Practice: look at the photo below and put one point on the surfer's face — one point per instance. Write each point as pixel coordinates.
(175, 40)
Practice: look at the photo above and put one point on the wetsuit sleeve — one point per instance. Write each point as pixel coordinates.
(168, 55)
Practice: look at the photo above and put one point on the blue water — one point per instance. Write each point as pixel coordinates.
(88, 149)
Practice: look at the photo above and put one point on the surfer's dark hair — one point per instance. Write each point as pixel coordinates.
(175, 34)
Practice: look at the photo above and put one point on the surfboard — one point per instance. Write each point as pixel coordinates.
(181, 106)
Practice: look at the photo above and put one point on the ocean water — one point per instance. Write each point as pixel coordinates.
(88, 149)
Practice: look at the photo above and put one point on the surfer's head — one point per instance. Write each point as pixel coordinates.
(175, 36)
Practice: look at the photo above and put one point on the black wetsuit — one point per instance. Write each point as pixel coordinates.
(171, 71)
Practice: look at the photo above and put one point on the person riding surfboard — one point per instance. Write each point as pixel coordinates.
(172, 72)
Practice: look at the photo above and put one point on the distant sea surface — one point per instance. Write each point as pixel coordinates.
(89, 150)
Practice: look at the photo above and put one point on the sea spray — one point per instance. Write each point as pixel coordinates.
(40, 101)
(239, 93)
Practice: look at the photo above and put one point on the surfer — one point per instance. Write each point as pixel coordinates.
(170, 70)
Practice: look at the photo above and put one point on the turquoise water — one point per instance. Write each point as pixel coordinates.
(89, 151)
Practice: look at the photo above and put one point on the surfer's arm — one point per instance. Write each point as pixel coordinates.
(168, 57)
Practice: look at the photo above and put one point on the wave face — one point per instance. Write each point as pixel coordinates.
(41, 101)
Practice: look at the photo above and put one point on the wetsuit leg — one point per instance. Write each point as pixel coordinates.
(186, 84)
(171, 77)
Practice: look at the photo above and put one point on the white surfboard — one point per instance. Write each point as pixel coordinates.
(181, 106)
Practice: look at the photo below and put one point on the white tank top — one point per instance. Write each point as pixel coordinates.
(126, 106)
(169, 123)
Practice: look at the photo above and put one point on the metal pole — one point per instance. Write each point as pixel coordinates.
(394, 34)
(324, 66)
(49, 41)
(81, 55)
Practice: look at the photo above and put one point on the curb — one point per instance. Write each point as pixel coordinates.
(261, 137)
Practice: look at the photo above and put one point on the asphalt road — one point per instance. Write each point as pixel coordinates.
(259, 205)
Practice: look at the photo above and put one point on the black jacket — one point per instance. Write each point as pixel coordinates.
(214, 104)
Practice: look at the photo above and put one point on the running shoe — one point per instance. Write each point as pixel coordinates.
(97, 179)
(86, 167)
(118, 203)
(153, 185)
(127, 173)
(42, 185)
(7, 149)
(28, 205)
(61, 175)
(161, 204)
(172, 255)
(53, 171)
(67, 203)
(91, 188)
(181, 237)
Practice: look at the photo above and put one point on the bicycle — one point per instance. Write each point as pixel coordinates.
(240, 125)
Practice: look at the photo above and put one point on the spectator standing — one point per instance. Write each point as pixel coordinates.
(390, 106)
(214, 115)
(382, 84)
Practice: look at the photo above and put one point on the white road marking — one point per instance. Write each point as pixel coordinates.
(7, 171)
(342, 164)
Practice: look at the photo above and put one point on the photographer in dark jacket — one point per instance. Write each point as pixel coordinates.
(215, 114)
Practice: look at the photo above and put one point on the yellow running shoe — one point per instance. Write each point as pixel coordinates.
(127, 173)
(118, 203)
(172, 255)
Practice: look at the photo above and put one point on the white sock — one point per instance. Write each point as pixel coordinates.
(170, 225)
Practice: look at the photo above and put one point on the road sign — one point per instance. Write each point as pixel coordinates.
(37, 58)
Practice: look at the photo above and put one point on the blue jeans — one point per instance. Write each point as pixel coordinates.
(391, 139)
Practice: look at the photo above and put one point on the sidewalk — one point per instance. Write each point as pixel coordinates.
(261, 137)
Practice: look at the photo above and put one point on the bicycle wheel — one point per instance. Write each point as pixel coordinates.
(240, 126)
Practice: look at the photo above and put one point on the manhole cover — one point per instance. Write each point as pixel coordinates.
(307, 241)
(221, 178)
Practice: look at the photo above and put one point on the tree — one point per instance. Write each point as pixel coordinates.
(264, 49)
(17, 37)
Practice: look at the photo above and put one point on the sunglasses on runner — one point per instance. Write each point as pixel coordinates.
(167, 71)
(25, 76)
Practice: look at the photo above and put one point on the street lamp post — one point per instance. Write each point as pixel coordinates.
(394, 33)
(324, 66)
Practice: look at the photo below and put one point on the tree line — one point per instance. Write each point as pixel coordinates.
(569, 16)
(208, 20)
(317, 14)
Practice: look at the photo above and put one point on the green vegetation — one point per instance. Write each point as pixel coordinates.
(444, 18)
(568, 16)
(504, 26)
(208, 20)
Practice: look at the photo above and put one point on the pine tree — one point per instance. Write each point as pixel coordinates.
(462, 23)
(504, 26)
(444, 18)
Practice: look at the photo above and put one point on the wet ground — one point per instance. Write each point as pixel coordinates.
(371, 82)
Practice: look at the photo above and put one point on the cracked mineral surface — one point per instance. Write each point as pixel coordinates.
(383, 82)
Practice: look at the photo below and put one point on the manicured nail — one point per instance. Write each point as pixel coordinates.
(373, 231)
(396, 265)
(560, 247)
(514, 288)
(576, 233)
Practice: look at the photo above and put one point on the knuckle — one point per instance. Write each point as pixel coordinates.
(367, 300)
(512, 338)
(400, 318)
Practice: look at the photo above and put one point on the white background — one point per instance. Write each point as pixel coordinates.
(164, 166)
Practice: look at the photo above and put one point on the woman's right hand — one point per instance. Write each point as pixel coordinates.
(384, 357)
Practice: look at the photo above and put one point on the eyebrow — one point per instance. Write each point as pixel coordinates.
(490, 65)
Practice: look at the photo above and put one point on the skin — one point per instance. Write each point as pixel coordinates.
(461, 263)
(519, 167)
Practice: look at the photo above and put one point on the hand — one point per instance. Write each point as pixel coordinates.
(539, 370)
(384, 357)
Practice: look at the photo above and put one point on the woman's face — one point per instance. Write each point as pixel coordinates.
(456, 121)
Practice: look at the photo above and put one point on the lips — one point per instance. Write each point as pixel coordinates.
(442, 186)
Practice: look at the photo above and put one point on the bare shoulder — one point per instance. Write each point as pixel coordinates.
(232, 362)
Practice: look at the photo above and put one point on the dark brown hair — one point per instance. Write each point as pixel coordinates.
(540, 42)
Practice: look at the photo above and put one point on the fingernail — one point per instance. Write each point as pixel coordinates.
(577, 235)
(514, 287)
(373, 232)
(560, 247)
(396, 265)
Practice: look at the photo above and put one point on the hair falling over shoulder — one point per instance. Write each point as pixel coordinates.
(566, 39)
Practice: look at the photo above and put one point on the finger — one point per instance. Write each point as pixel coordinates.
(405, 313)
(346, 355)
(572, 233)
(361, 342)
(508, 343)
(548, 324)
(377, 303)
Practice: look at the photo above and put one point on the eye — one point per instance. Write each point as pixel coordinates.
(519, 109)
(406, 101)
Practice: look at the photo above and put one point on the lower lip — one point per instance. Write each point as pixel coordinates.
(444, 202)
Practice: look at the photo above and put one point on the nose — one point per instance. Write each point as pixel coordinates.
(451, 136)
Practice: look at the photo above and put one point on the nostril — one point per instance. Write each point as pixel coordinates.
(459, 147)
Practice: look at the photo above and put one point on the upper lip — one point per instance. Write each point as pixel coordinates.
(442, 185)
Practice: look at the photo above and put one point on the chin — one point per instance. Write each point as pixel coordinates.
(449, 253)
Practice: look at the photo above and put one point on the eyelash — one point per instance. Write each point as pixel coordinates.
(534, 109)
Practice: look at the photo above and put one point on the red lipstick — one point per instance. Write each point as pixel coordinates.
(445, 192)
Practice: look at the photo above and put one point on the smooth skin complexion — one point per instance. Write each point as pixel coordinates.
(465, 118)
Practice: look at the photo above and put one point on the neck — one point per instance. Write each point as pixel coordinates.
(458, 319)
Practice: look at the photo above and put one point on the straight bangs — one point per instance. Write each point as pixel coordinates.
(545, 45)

> **Instructions for the task**:
Return, word for word, each line from the line that contains "on the eyelash" to the end of the listing above; include both end lines and nothing else.

> **Final result**:
Practice: look at the photo above and put one point on the eyelash — one point per instance. Write each point as pixel coordinates.
(534, 109)
Practice: look at the photo above and put one point on the red lipstick — one point per instance. Write each point as pixel coordinates.
(445, 192)
Practice: look at the photo above and put one point on the smooth skin complexion — one point per instance. Write each point as pixel coordinates.
(465, 118)
Practice: look at the photo above and put one point on the neck — one point per instance. Write each point as pixel coordinates.
(458, 319)
Practice: look at the photo above and put one point on the straight bangs — one point per instance. Write each point as pixel coordinates.
(545, 45)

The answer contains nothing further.